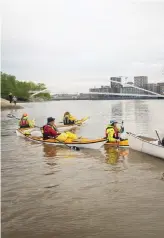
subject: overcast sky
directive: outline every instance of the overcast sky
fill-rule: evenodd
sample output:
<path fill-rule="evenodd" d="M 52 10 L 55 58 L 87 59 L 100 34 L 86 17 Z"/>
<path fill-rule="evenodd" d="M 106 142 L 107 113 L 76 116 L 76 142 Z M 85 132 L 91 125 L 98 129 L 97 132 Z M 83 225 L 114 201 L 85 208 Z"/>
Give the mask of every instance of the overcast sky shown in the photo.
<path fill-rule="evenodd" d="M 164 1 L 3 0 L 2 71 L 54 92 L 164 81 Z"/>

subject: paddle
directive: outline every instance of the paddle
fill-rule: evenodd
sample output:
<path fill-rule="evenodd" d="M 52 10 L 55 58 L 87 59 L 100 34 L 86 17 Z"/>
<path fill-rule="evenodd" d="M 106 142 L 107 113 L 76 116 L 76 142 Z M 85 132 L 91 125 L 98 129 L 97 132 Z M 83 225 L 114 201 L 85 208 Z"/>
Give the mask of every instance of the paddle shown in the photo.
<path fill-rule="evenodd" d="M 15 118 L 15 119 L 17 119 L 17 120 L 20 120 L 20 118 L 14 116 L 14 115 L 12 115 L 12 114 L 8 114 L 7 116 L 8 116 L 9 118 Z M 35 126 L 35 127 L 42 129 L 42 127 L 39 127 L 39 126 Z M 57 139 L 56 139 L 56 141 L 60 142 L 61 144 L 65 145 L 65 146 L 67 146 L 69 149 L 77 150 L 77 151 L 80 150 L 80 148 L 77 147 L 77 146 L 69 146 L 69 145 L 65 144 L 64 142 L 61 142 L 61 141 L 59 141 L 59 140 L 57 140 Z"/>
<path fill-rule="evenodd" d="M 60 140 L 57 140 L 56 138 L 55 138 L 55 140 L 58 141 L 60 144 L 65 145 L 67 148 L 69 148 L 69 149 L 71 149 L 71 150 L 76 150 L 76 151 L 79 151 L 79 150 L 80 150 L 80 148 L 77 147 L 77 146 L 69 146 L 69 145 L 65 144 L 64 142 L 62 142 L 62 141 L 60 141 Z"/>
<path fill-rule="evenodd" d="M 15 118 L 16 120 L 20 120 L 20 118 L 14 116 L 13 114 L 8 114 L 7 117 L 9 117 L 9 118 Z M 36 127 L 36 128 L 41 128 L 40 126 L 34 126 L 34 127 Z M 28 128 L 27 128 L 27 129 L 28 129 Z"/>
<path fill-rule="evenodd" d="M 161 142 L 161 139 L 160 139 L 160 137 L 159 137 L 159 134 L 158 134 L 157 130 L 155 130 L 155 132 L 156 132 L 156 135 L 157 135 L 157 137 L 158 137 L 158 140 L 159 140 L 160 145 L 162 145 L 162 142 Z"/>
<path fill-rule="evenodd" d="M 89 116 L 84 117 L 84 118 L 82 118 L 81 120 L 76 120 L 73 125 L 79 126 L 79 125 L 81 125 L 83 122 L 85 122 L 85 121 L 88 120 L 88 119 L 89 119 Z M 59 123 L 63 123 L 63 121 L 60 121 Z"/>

### Stated goal
Copy out all of the entries above word for word, but leave out the pictures.

### Exercise response
subject: overcast sky
directive: outline every instance of the overcast sky
fill-rule: evenodd
sample output:
<path fill-rule="evenodd" d="M 52 10 L 55 58 L 87 59 L 100 34 L 86 17 Z"/>
<path fill-rule="evenodd" d="M 106 142 L 107 113 L 76 116 L 76 142 Z M 85 132 L 91 125 L 98 129 L 97 132 Z M 83 225 L 114 201 L 85 208 Z"/>
Give the mask of every instance of the overcast sky shown in the photo.
<path fill-rule="evenodd" d="M 164 1 L 3 0 L 2 71 L 54 92 L 164 81 Z"/>

subject: paddle
directive: outline every instance of the paddle
fill-rule: evenodd
sample output:
<path fill-rule="evenodd" d="M 52 10 L 55 58 L 87 59 L 100 34 L 86 17 Z"/>
<path fill-rule="evenodd" d="M 106 142 L 107 113 L 76 116 L 76 142 Z M 85 132 L 91 125 L 98 129 L 97 132 Z M 83 225 L 114 201 L 85 208 Z"/>
Give the mask of every instance of the paddle shown in the photo.
<path fill-rule="evenodd" d="M 15 118 L 15 119 L 17 119 L 17 120 L 20 120 L 20 118 L 14 116 L 14 115 L 12 115 L 12 114 L 8 114 L 7 116 L 8 116 L 9 118 Z M 35 126 L 35 127 L 42 129 L 42 127 L 39 127 L 39 126 Z M 57 139 L 56 139 L 56 141 L 60 142 L 61 144 L 65 145 L 65 146 L 67 146 L 69 149 L 77 150 L 77 151 L 80 150 L 80 148 L 77 147 L 77 146 L 69 146 L 69 145 L 65 144 L 64 142 L 61 142 L 61 141 L 59 141 L 59 140 L 57 140 Z"/>
<path fill-rule="evenodd" d="M 60 140 L 57 140 L 56 138 L 55 138 L 55 140 L 58 141 L 60 144 L 65 145 L 67 148 L 69 148 L 69 149 L 71 149 L 71 150 L 76 150 L 76 151 L 79 151 L 79 150 L 80 150 L 80 148 L 77 147 L 77 146 L 69 146 L 69 145 L 65 144 L 64 142 L 62 142 L 62 141 L 60 141 Z"/>
<path fill-rule="evenodd" d="M 15 118 L 16 120 L 20 120 L 20 118 L 14 116 L 13 114 L 8 114 L 7 117 L 9 117 L 9 118 Z M 36 127 L 36 128 L 41 128 L 40 126 L 34 126 L 34 127 Z M 28 128 L 27 128 L 27 129 L 28 129 Z"/>
<path fill-rule="evenodd" d="M 161 142 L 161 139 L 160 139 L 160 137 L 159 137 L 159 134 L 158 134 L 157 130 L 155 130 L 155 132 L 156 132 L 156 135 L 157 135 L 157 137 L 158 137 L 158 140 L 159 140 L 160 145 L 162 145 L 162 142 Z"/>
<path fill-rule="evenodd" d="M 89 116 L 84 117 L 84 118 L 82 118 L 81 120 L 76 120 L 73 125 L 79 126 L 79 125 L 81 125 L 83 122 L 85 122 L 85 121 L 88 120 L 88 119 L 89 119 Z M 59 123 L 63 123 L 63 121 L 60 121 Z"/>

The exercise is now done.